◆ 課題文
◇ ◇ ◇ ◇ ◇ ◇ ◇

第40回全農 日本カーリング選手権大会(1月29日~2月5日)が北海道北見市常呂町のアドヴィックス常呂カーリングホールで行なわれる。 女子の優勝候補は、やはり連覇を狙うロコ・ソラーレだろう。1年前の北京五輪での銀メダル獲得の快挙はまだ記憶…

 第40回全農 日本カーリング選手権大会(1月29日~2月5日)が北海道北見市常呂町のアドヴィックス常呂カーリングホールで行なわれる。

 女子の優勝候補は、やはり連覇を狙うロコ・ソラーレだろう。1年前の北京五輪での銀メダル獲得の快挙はまだ記憶に新しいところだが、以降もチームの成長は著しい。

「もうオリンピックは過去のこと。私たちは常に前を向いて進んでいる」とスキップの藤澤五月が語るように、2022-2023シーズンを迎えてからも、今季新設されたパンコンチネンタル選手権に日本代表として出場して優勝。さらに、クラブとしても念願のグランドスラム初制覇を達成するなど、日本のカーリング界にまた新たな金字塔を打ち立ててきた。



日本選手権連覇を狙うロコ・ソラーレ。写真は昨年9月のアドヴィックスカップで優勝した時のもの。photo by (C)北海道カーリング協会

 そんな彼女らが次に目指すのは、原則として日本選手権優勝チームが出場権を得る世界選手権の頂点だ。

◇ ◇ ◇ ◇ ◇ ◇ ◇

◆ 提供データ

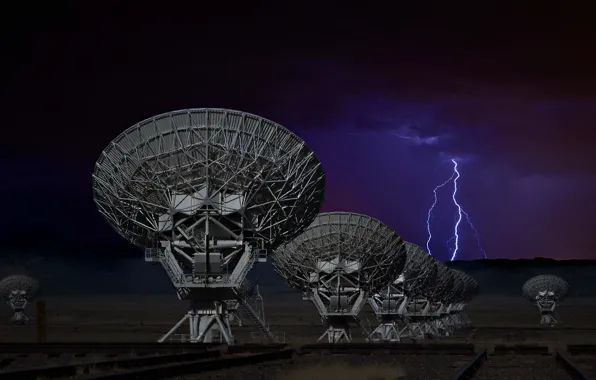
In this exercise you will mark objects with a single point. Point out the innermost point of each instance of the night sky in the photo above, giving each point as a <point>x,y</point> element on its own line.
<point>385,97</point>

◇ ◇ ◇ ◇ ◇ ◇ ◇

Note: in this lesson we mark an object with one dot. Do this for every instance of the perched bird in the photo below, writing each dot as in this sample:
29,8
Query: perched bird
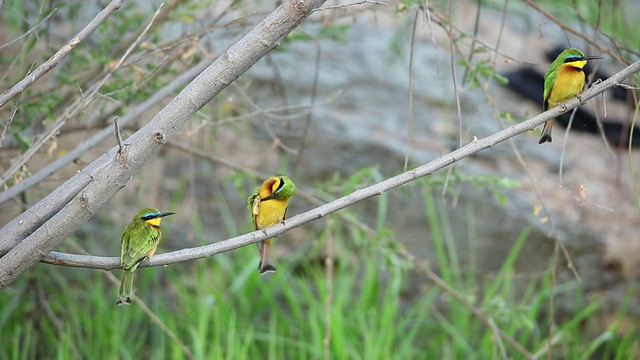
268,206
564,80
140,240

◇ ◇ ◇ ◇ ◇ ◇ ◇

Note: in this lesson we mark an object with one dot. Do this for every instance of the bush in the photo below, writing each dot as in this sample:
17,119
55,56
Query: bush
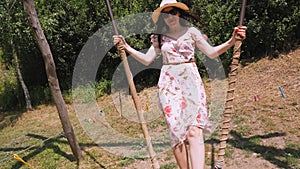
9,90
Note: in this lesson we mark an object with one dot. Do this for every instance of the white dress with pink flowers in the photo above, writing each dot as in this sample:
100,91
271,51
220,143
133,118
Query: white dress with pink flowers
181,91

◇ ◇ ◇ ◇ ◇ ◇ ◇

◆ 問題 1
カーリングの記事によると、第40回全農 日本カーリング選手権大会の会場はどこか。
◆ 問題 2
カーリングの記事を、最後の文の後から続けて書いてください。
データの行はここでは使わない。

◆ 記述解答 1
北海道北見市常呂町のアドヴィックス常呂カーリングホール。

◆ 記述解答 2
 実は、ロコ・ソラーレは日本選手権を過去3度制しているが、意外にも世界選手権出場は日本選手権で初優勝を遂げた直後の2016年大会(カナダ・スウィフトカレント)だけ。日本選手権で2度目の優勝を果たした2020年は、新型コロナウイルス感染拡大の影響で、開幕目前にして世界選手権の中止が決定。当時、すでに現地のカナダ・プリンスジョージ入りし、大会に向けて万全の態勢を整えていたメンバーたちは落胆の色を隠さなかった。

 選手はそれぞれ、大会開催に向けて最後まで尽力していた世界カーリング連盟への感謝を口にしたのちに、「勝つ覚悟も準備もしてきただけに悲しい」とサード・吉田知那美。リードの吉田夕梨花が「勝てたかどうかはわかりませんが、最高の準備はできていた」と言えば、セカンドの鈴木夕湖も「(上位に)いけそうだったので、残念です」と、肩を落としていた。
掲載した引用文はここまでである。